_Passage provided_

☆ ☆ ☆ ☆ ☆

Reopening charity shops ‘will not be enough to save sector’ – committee

Reopening charity shops will not be enough to save the stricken sector, a committee has warned while criticising the Government’s “disappointing” lack of engagement.

The Government “still doesn’t seem to understand” that charities which are not directly involved in the coronavirus response need further support, the Digital, Culture, Media and Sport (DCMS) Committee said.

It has published the Government’s response to its report in May which called for a review of measures for businesses to ensure they are enough to stop charities from closing.

The sector has been hit by falling income due to cancelled fundraisers and the closure of charity shops, but many charities have experienced a rise in demand at the same time.

From Monday, charity shops will start to reopen as part of the Government’s Covid-19 recovery strategy.

Committee chairman Julian Knight said: “The Government is taking a head-in-the-sand approach to the plight of charities, struggling for survival against lost income and soaring demands for their services from people hit hard by the Covid-19 crisis.

“Ministers fail to recognise that the charities and voluntary sector present a special case at such a critical time for the country.”

He added: “The fact that the Government has failed to engage in any meaningful way with wider issues raised by our report, including the lack of clarity about how charities can access the funds that are on offer, is deeply disappointing.

“Charity shops might be reopening for the first time since lockdown but their future is far from secure.”

The Covid-19 crisis and charities report, published on May 6, asked for a separate job retention scheme for charities which would allow furloughed employees to volunteer for their organisations.

But the Government said the scheme is not designed to help charities cut the cost of delivering essential services, and urged charities helping people through the crisis to apply for the £750 million funding package it has provided.

The committee asked the Government to publish clear and comprehensive guidance about the criteria that will be used when allocating support and how organisations can apply for it, which it has since done.

And it backed the charity sector’s call for a stabilisation fund to secure its long-term financial health.

In response, the Government said it was important to “strike the right balance between supporting the sector’s important work and ensuring its ongoing independence and sustainability”.

It pointed out that millions have been raised for the sector through fundraising, with £70 million available to the sector after the Government matched public donations to the BBC’s Big Night In.

☆ ☆ ☆ ☆ ☆

_Dataset records_

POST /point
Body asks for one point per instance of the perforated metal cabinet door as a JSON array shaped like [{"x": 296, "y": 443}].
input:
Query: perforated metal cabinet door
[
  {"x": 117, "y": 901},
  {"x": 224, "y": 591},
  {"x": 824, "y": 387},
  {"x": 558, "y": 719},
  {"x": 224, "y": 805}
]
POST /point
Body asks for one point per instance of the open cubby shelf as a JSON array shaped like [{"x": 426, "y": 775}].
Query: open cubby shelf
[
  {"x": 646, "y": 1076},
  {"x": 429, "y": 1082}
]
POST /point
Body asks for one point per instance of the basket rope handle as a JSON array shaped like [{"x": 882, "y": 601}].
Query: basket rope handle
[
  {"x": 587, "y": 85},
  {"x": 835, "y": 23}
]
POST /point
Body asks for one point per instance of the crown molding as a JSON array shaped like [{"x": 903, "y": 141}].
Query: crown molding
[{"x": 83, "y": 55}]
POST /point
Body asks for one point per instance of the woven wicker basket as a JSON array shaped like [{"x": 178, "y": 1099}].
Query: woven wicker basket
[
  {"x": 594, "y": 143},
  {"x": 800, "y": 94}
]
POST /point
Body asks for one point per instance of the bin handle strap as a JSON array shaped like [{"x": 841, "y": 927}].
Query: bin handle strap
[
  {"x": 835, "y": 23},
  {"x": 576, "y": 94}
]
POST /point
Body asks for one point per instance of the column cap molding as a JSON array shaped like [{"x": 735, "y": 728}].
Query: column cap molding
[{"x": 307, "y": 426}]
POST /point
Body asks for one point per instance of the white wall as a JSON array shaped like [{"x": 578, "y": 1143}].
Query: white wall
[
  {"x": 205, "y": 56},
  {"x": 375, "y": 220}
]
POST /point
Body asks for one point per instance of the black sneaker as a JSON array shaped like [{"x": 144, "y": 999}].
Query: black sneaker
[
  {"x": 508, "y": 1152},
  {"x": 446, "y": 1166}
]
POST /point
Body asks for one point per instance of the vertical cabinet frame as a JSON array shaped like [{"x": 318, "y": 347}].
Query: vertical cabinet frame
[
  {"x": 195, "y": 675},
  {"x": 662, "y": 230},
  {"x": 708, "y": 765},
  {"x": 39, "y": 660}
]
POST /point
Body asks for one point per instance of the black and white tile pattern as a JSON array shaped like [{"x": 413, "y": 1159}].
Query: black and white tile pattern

☆ ☆ ☆ ☆ ☆

_Questions to answer_
A. Translate this sentence from the article on charity shops into Spanish: "From Monday, charity shops will start to reopen as part of the Government's Covid-19 recovery strategy."
B. Copy the stretch of the charity shops article from "Reopening charity shops will" through "charities from closing.", word for word.

_Outputs in order_
A. A partir del lunes, las tiendas benéficas empezarán a reabrir como parte de la estrategia del Gobierno para la recuperación tras la Covid-19.

B.
Reopening charity shops will not be enough to save the stricken sector, a committee has warned while criticising the Government’s “disappointing” lack of engagement.

The Government “still doesn’t seem to understand” that charities which are not directly involved in the coronavirus response need further support, the Digital, Culture, Media and Sport (DCMS) Committee said.

It has published the Government’s response to its report in May which called for a review of measures for businesses to ensure they are enough to stop charities from closing.